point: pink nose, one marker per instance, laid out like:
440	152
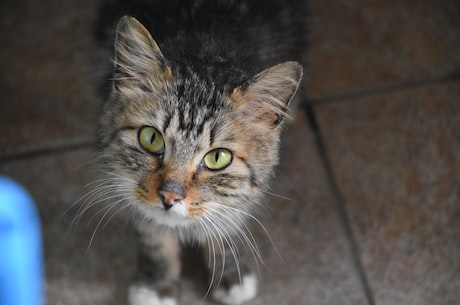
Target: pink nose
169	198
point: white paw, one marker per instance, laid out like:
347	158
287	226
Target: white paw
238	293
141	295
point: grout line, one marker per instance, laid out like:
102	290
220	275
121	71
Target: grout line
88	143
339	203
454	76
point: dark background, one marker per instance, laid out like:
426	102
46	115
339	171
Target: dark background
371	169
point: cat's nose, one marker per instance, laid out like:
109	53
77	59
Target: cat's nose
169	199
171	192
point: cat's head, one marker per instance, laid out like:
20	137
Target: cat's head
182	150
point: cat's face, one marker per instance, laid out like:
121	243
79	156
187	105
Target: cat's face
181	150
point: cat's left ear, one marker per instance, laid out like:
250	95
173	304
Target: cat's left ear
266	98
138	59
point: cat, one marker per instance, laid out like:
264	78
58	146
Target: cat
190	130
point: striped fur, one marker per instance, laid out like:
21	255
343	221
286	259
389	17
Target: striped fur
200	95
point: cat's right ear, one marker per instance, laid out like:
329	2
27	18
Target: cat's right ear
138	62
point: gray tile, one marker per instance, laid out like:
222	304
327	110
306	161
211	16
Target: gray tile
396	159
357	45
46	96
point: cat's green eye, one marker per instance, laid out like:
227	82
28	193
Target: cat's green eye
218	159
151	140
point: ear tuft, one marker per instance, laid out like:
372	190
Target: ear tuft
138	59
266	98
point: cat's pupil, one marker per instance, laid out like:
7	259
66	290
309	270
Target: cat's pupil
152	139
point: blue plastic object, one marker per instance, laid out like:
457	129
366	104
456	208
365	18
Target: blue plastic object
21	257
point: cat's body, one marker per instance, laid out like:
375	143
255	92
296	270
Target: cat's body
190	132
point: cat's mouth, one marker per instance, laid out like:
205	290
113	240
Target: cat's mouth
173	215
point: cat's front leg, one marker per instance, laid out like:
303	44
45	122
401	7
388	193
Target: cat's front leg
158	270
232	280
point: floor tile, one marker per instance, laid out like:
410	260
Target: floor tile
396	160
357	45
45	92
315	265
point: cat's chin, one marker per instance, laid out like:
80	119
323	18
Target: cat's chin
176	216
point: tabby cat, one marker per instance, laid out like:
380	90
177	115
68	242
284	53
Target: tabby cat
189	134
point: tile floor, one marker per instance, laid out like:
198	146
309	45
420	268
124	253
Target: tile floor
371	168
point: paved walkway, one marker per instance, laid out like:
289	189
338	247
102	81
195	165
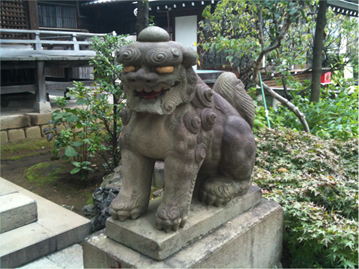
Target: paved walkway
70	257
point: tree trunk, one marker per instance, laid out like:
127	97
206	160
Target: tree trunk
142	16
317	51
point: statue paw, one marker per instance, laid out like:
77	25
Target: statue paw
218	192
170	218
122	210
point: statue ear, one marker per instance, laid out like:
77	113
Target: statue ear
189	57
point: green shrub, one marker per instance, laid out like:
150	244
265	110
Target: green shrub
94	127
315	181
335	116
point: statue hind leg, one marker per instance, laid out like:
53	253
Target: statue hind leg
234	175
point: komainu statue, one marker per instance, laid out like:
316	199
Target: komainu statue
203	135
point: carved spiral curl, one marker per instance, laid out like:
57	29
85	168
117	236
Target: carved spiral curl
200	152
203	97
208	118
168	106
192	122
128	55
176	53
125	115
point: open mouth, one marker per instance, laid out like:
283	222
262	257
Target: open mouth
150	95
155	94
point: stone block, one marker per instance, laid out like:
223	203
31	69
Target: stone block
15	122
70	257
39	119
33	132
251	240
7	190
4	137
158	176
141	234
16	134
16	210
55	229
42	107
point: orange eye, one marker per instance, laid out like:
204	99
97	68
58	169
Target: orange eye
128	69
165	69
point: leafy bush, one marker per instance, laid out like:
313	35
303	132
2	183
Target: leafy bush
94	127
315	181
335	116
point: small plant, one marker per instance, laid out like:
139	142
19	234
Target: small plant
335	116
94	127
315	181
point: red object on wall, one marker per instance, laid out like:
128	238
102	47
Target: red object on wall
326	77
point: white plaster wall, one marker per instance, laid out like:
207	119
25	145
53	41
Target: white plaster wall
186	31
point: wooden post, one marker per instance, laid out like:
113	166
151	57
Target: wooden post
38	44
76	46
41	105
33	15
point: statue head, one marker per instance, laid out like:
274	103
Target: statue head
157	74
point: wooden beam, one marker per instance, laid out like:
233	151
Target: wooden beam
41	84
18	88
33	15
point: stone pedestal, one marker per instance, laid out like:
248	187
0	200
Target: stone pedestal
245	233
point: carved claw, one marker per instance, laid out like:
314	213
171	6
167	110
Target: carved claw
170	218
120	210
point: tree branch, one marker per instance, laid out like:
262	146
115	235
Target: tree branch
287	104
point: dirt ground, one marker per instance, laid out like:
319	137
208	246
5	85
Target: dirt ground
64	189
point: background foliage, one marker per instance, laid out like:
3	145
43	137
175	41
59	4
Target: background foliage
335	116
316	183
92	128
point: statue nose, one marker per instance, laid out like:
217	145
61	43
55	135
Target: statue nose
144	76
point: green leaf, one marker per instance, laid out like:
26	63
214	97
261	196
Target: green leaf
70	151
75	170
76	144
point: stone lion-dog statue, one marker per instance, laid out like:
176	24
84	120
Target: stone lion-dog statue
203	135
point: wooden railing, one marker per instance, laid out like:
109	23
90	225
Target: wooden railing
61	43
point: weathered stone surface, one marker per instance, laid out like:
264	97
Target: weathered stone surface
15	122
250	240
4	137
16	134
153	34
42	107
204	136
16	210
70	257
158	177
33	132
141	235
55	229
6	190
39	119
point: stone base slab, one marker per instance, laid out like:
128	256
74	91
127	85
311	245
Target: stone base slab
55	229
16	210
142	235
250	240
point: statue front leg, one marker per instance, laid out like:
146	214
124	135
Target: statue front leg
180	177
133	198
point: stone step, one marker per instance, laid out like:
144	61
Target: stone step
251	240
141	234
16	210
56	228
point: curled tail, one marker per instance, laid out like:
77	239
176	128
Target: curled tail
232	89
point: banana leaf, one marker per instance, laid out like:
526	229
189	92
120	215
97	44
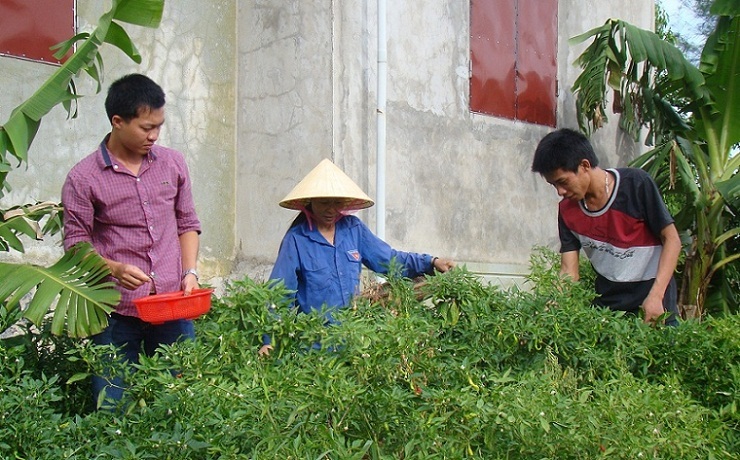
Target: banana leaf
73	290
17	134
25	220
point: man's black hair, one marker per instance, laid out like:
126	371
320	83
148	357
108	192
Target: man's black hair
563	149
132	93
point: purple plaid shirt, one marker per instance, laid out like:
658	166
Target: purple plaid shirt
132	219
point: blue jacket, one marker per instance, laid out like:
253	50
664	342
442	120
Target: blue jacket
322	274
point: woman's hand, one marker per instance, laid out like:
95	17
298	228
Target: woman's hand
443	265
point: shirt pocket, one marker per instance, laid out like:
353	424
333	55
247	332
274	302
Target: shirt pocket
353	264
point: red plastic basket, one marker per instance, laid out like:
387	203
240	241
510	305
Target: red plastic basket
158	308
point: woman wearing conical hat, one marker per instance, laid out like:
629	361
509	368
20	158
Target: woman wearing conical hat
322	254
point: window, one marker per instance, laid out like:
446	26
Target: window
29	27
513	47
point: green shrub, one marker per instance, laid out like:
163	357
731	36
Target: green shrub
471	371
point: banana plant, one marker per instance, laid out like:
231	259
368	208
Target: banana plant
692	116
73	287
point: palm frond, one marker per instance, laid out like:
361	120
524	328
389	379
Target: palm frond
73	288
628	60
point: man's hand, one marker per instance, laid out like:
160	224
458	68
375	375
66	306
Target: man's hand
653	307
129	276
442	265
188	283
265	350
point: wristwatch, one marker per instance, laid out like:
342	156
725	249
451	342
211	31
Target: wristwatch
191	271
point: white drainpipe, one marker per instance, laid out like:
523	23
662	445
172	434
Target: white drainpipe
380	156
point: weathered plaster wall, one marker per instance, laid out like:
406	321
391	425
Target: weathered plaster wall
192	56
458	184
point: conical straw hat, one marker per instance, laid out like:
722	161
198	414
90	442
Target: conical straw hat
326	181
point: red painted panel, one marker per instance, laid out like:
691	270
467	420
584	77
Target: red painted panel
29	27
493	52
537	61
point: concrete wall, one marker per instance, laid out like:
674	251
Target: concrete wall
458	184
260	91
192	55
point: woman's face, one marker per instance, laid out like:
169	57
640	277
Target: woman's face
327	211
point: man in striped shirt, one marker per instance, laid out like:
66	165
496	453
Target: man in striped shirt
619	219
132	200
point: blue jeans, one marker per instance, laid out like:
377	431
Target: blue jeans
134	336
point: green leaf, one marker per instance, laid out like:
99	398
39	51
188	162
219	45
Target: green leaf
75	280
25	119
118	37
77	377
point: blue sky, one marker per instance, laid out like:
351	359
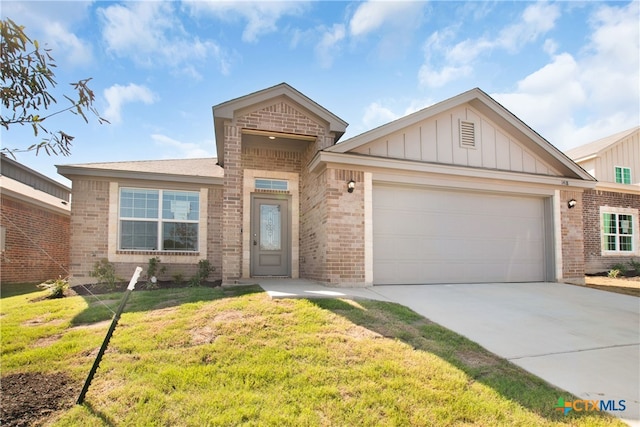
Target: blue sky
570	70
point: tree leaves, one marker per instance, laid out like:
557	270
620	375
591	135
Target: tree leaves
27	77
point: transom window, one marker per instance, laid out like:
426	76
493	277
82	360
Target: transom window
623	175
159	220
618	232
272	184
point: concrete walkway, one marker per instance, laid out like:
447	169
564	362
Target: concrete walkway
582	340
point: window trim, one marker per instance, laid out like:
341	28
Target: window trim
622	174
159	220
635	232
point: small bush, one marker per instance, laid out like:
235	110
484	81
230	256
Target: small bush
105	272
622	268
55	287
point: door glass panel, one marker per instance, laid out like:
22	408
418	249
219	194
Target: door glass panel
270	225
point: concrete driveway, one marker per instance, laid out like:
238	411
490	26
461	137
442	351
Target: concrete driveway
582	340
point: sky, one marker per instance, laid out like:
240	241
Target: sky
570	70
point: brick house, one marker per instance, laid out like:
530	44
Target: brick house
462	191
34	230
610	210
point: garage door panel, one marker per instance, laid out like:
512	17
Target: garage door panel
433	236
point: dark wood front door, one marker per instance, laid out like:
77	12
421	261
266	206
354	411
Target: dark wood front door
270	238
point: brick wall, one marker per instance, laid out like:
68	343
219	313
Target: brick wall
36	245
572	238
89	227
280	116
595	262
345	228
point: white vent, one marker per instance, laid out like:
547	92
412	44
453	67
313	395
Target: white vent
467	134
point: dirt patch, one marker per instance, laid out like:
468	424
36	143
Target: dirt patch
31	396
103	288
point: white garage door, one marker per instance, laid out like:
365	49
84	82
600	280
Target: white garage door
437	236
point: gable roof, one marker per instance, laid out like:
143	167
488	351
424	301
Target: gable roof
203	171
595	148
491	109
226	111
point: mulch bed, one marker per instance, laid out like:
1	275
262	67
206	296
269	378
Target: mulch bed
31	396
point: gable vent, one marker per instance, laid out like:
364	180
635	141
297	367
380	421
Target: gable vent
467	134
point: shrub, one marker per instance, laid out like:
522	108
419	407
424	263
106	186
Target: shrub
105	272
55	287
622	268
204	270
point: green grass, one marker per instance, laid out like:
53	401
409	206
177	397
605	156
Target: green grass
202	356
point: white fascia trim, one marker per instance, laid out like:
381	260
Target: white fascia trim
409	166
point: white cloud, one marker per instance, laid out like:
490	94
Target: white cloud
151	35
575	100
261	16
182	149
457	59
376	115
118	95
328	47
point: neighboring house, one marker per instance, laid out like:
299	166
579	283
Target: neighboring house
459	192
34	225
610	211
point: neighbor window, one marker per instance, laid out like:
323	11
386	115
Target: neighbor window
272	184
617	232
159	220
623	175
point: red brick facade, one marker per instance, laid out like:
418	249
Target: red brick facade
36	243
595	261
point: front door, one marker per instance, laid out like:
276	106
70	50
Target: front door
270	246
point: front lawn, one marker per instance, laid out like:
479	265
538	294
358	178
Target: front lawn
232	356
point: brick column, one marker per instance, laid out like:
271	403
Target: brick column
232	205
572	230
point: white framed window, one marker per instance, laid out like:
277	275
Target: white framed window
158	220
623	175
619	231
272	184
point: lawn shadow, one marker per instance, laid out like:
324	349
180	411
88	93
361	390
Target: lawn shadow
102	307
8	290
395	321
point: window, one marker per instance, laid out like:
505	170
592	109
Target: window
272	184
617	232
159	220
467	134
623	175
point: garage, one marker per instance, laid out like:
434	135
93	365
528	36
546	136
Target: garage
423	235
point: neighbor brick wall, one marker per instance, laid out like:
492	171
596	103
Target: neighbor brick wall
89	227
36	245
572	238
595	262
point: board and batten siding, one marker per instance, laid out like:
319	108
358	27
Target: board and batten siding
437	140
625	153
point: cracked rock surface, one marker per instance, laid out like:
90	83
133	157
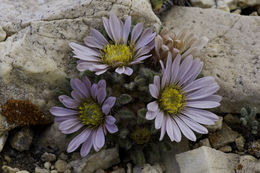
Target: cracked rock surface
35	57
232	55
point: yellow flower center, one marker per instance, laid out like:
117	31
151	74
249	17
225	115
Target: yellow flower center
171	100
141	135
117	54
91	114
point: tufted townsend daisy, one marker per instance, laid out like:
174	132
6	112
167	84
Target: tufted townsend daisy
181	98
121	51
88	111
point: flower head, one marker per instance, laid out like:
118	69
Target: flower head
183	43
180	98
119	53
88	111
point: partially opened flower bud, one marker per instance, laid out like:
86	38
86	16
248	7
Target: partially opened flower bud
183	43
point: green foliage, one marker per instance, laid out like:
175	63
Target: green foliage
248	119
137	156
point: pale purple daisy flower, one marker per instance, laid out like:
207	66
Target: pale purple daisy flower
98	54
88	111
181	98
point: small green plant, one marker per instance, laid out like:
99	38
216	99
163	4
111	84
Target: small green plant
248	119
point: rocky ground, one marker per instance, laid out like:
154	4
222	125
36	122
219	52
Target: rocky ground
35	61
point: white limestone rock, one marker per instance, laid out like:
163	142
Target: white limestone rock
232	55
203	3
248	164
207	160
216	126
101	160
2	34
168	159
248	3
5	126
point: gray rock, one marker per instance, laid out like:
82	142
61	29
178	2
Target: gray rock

--------------------------------------------------

> **What to work on**: Render the lines from the one containing "point: white limestone" through the end of the records as a Markdown table with the columns Row and Text. Row gives each line's sequential number, Text gives the line itself, and blank lines are omitted.

> **Correct output**:
| Row | Text |
|---|---|
| 1 | point: white limestone rock, one marker per instance, laid out like: |
| 2 | 163	142 |
| 3 | Target: white limestone rock |
| 4 | 232	55 |
| 5 | 203	3 |
| 6 | 248	164 |
| 7 | 207	160 |
| 8 | 216	126 |
| 9 | 101	160 |
| 10 | 2	34 |
| 11 | 168	159 |
| 12 | 248	3 |
| 13 | 5	126 |
| 14 | point: gray rock, one marker per instance, laid out like: |
| 15 | 82	142 |
| 16 | 61	29 |
| 17 | 178	2 |
| 18 | Target: gray rock |